La Paz Effect: Latin Tremors

The ripple effects of Evo Morales’ election as President of Bolivia are continuing to be felt throughout Latin America—most poignantly in the ongoing dissection of the economic reform model known as the ‘Washington consensus’ that was one of Morales’ favorite targets.

Bolivia was supposed to be a laboratory for the ‘consensus’ economic reform model of tight social spending and export-oriented growth. But it was those who perceived themselves as 'disenfranchised' from those policies--millions of small farmers, urban poor and the country’s large indigenous population--who put Morales into the presidential palace in La Paz, and toppled whatever remaining legitimacy for the ‘consensus’ remained within the continent. Shortly after Morales’ election, Argentine president Nestor Kirchner announced that he would pay off the country’s outstanding $9.8 billion debt to the International Monetary Fund, thus unhinging the country from IMF/World Bank constraints; a left candidate for the Peruvian presidency, Ollanta Humalla, surged into second place in the polls; and the Zapatistas, in Mexico over new years, launched “the other campaign” in parallel to that country’s presidential race to highlight issues of indigenous rights--an effort widely perceived as having received a considerable boost from the election results in Bolivia. By January 14, the Colombian newspaper El Tiempo featured a debate between John Williamson, the U.S. economist, affiliated with the Institute for International Economics in Washington, DC, considered to be one of the primary architects of what’s become known as the Washington Consensus; and José Luis Machinea, Secretary General of the Economic Commission for Latin America and the Caribbean at the United Nations, over what, if anything, remains of the “Consensus’.

▶ **SUPPLIED MATERIAL**:
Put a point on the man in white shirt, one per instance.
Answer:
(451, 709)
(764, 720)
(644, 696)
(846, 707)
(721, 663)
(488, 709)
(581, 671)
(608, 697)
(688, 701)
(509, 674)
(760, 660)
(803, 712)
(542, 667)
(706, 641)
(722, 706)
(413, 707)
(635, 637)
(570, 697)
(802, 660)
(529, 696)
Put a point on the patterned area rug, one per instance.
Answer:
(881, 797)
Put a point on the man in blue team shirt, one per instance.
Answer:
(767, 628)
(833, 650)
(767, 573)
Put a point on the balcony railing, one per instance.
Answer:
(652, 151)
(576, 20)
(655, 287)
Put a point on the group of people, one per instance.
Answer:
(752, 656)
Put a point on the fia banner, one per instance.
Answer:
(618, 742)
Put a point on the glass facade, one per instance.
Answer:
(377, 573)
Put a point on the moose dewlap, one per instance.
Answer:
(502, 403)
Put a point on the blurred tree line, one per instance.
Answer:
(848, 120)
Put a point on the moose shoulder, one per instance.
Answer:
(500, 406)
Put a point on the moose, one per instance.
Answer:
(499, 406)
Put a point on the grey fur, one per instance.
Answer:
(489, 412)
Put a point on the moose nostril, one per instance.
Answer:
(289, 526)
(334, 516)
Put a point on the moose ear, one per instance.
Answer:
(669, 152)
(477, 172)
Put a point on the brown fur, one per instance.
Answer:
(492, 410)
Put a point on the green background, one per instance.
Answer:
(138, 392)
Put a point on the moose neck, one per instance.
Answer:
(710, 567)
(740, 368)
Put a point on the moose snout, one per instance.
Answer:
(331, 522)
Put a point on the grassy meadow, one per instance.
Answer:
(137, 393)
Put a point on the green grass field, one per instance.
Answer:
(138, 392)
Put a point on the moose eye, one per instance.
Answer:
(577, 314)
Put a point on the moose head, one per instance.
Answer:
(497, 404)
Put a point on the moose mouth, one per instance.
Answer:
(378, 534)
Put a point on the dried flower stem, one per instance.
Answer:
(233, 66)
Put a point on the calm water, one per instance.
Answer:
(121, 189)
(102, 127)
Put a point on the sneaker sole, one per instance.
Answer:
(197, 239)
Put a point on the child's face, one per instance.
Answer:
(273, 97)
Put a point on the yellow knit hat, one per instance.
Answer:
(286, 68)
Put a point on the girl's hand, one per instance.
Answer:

▶ **SET TASKS**:
1) List every person named in the passage on Morales' election.
2) Write a continuation of the passage on Morales' election, starting after its final sentence.

▶ **IN RESPONSE**:
1)
Evo Morales
Nestor Kirchner
Ollanta Humalla
John Williamson
José Luis Machinea

2)
The changes in Latin America—long in the works, but also intensified by Morales’ election—are not merely ones of rhetoric. Even John Williamson admitted that the World Bank made mistakes in not paying enough attention to the ‘social factors” involved in economic reform. The “Washington consensus,” a complex set of policies so tied to the United States that they bear the name of our nation’s capital, is unraveling just as quickly as a new term is being introduced to suggest a somewhat more welcome economic power in Latin Power: “Chindia,” the combined economic might of India and China. The turn of many Latin countries east—toward Asia as well as toward the European Union—has gone largely un-reported in the United States. But, El Tiempo suggests, such new trading partners offer not only growing and increasingly affluent markets, but none of the political baggage associated with the long history of U.S. intervention in the region:
“Since the end of the communist system in the USSR, the United States has been dreaming of a world dominated by one superpower: the U.S. That is not coming to pass.
The rapid transformation of China into an economic power, with India following in its footprints, signifies that the U.S. better prepare for a different future, one in which it will have to understand how to share power among others like never before. It’s a change that will not be easy.”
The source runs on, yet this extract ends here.